ВЫБРАННЫЙ ОТРЫВОК ::
▼

Для таких предметов основное функциональное назначение не определяет их формы – внешность не менее важна, чем удобство. Но чем больше предмет утрачивает свое функциональное назначение, оставаясь лишь пустой формой, тем менее он техничен. Тут, разумеется, надо учитывать, что основное назначение предмета может устареть: он начинает использоваться именно как выразитель определенной формы. Так иголка с ниткой, изображенные над лавкой портного, наполовину устаревший образ, ведь современные портные используют швейные машины. Образы работают как привычные индентификаторы – форму поддерживает традиция. Но какая традиция может задавать антропоморфный образ предметов, соединяя их эстетику и функциональность? Лишь та, которая обеспечивает непосредственный контакт этих предметов с человеком, что опять-таки ограничивает область антропоморфной техники: интерфейс, дизайн интерьеров, в меньшей степени архитектура. А коленвал в двигателе автомобиля бессмысленно изображать в виде артритной стариковской руки.

При достижении определенного уровня осмысления техники органопроекция в своем чистом виде становится невозможна. Философ вынужден признать не антропный характер отдельного изделия или технологии. Редукция техники к человеческому телу заведомо требует серьезной погрешности, грубого допущения.

Тогда необходим переход к восприятию техники, который бы позволил сохранить представление о ней как о гуманистической системе. Если проводить тут аналогию с сильным и слабым антропным принципом[2], то идет переход от жесткой определенности каждой детали ее подобием человеку, от связки «деталь – форма человека» – к заданию результата работы техники, ее цели, к связке «деталь – обслуживание человека».

То есть к антропоцентризму.

Антропоцентризм – более широкая концепция. Она претендует не на определение формы технических изделий, не на их узко-функциональное обоснование, но на смысловое. Техника может иметь любую форму, самую сложную конструкцию, но исходным пунктом той системы, в рамках которой она существует, и конечным пунктом ее функционирования – остается человек.

Переход этот не одномоментен, порой не всегда полон и осознаваем. Общее антропоцентрическое представление о технике может сочетаться с антропоморфными и органопроекционными требованиями, обусловленными традицией. Множество предрассудков окружают товары ручного производства, товары из специфических натуральных компонентов, направления дизайна и т. п.

Если философ пытается игнорировать эволюцию в развитии техники или рассматривает технический прогресс как «утрату рая», то антропоцентричность в понимании техники оборачивается технофобией. Существующие технологии не укладываются в рамку представлений о человеке. Но поскольку философ не может в реальности исполнить роль Прокруста-луддита и сжечь опасные машины, то он враждует с техникой на страницах своих произведений.

▲

ИСХОДНЫЕ ДАННЫЕ ::
▼

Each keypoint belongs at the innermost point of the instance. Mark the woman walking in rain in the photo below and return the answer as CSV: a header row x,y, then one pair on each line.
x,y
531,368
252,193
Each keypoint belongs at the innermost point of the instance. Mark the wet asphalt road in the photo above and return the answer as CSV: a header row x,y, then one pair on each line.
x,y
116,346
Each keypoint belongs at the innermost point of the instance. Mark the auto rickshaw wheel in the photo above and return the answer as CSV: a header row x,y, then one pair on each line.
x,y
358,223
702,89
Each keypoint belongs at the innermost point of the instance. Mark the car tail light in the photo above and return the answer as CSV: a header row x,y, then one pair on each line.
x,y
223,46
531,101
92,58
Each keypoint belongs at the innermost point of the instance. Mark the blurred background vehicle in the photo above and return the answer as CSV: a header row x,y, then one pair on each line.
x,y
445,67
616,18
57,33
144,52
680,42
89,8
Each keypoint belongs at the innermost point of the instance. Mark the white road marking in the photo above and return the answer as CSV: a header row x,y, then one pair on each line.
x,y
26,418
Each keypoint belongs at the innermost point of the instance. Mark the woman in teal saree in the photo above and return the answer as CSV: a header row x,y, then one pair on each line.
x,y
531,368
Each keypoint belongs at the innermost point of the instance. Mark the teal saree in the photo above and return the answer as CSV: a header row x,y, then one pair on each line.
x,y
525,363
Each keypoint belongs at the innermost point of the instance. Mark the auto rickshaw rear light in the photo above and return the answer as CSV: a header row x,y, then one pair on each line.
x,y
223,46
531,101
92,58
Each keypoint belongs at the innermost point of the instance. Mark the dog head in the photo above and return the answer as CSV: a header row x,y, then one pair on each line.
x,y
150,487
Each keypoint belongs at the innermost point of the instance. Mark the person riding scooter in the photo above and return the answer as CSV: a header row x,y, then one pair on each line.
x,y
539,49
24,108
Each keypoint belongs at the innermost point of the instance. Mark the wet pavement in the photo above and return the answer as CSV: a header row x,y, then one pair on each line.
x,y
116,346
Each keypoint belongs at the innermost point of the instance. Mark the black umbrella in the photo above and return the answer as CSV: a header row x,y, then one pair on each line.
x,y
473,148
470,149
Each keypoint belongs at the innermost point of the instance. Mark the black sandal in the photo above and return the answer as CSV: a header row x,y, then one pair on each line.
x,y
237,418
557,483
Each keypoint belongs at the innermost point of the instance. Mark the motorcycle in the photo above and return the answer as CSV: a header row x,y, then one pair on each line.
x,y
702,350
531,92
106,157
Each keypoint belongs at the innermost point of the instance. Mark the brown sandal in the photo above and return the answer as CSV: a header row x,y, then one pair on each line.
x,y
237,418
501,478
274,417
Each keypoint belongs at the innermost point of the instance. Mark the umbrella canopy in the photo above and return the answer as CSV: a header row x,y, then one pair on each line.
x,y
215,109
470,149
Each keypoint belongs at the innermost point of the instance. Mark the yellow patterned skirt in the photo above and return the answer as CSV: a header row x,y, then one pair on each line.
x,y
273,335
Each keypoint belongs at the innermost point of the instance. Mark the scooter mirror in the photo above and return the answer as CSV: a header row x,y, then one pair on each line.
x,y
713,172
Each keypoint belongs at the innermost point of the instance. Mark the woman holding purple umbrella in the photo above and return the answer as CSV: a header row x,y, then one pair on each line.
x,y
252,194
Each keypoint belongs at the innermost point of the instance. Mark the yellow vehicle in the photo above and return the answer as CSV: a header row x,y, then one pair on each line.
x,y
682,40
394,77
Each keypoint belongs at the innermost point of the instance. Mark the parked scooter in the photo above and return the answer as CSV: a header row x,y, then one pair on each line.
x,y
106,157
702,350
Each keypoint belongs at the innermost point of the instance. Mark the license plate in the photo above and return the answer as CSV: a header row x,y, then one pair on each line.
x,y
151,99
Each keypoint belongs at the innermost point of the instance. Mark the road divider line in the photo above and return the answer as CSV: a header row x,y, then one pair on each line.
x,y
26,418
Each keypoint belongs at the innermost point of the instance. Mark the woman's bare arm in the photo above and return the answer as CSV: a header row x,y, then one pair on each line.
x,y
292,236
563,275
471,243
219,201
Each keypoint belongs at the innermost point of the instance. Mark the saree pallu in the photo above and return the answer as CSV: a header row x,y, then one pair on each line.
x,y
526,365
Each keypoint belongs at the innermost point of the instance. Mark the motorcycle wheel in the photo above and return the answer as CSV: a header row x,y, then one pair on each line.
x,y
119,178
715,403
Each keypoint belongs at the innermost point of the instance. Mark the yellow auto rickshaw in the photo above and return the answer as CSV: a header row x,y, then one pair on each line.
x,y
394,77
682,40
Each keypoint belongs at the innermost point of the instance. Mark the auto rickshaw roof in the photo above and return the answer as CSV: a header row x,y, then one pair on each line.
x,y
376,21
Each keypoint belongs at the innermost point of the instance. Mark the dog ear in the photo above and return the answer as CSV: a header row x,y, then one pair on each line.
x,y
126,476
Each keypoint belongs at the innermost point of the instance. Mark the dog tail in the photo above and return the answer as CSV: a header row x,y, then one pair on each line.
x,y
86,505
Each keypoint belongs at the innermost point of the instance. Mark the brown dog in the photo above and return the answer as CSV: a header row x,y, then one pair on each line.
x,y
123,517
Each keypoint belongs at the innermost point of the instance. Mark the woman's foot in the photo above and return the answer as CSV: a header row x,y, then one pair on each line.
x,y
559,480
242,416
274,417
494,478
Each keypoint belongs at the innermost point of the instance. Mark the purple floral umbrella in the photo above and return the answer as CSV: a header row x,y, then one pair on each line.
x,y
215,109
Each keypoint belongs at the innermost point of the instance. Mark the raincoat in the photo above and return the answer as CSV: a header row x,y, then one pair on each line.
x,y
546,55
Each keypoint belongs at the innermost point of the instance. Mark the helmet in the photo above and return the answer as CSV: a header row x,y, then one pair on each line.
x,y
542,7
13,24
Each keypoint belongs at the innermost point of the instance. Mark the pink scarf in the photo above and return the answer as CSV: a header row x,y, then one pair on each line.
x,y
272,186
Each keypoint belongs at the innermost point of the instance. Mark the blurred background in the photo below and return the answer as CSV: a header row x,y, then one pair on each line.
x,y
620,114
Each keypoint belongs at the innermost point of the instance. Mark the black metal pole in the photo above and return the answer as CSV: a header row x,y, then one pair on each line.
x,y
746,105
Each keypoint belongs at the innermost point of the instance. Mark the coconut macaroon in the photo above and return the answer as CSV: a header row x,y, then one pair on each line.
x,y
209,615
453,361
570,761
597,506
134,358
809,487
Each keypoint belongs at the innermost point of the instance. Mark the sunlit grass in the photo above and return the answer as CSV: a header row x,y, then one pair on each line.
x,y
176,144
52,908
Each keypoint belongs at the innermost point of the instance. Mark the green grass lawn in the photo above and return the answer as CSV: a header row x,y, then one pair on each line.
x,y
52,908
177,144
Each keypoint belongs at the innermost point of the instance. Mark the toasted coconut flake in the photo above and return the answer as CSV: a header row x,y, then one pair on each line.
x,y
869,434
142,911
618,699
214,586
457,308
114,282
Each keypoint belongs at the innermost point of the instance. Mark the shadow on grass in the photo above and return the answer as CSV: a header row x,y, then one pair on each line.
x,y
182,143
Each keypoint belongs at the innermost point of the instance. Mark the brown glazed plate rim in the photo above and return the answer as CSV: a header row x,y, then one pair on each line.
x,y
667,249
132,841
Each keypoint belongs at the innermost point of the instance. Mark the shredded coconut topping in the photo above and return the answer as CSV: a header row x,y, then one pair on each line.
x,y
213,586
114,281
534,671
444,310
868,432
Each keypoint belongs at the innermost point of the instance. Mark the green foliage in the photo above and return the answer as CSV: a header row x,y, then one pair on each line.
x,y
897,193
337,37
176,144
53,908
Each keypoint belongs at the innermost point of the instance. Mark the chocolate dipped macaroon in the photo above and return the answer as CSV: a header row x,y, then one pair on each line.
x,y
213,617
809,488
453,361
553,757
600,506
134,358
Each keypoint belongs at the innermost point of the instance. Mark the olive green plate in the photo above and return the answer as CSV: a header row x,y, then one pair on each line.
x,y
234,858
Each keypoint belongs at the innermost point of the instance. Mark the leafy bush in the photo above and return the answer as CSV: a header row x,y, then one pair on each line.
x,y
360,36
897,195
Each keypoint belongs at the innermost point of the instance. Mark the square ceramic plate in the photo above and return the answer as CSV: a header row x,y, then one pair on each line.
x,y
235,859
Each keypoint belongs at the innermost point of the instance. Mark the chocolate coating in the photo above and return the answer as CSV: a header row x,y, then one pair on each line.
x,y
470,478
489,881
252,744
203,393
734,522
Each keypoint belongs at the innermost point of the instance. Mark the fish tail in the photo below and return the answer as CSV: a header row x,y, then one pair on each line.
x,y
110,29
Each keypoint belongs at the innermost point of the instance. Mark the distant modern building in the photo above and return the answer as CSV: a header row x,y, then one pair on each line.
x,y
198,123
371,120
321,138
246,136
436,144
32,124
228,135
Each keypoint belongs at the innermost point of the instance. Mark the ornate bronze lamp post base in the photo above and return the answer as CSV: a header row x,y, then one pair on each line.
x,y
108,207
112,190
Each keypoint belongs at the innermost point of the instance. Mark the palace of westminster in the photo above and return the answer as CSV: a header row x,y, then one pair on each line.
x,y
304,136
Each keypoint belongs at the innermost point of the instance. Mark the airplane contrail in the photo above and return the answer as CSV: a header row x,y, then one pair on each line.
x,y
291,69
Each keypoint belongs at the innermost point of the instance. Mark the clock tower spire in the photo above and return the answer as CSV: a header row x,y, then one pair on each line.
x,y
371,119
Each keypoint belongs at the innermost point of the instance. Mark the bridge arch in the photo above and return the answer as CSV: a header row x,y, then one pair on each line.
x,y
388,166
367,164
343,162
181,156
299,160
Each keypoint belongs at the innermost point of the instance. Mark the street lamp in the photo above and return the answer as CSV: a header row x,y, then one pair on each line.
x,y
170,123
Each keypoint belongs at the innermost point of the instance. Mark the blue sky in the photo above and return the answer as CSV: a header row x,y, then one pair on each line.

▲

ЗАДАНИЯ ::
- 1) Определите, согласуются ли с отрывком о технике утверждения (а), (б) и (в). Для каждого ответьте «да» или «нет» и приведите точную цитату, которая это решает. (а) Современные портные используют швейные машины. (б) Антропоцентризм назван более узкой концепцией. (в) Переход к антропоцентризму происходит одномоментно.
- 2) Повторите дословно фрагмент отрывка о технике, который открывается словами, содержащими «Переход этот не», и завершается словами «страницах своих произведений.».
- 3) Объясните в одном–трех предложениях, почему в отрывке о технике иголка с ниткой над лавкой портного названа наполовину устаревшим образом.

ОТВЕТЫ К УПРАЖНЕНИЮ ::
- 1)
(а) Да: «ведь современные портные используют швейные машины».
(б) Нет: «Антропоцентризм – более широкая концепция».
(в) Нет: «Переход этот не одномоментен».

- 2)
Переход этот не одномоментен, порой не всегда полон и осознаваем. Общее антропоцентрическое представление о технике может сочетаться с антропоморфными и органопроекционными требованиями, обусловленными традицией. Множество предрассудков окружают товары ручного производства, товары из специфических натуральных компонентов, направления дизайна и т. п.

Если философ пытается игнорировать эволюцию в развитии техники или рассматривает технический прогресс как «утрату рая», то антропоцентричность в понимании техники оборачивается технофобией. Существующие технологии не укладываются в рамку представлений о человеке. Но поскольку философ не может в реальности исполнить роль Прокруста-луддита и сжечь опасные машины, то он враждует с техникой на страницах своих произведений.

- 3) Современные портные используют швейные машины, поэтому основное назначение этого образа устарело. Он служит выразителем определенной формы, а эту форму поддерживает традиция.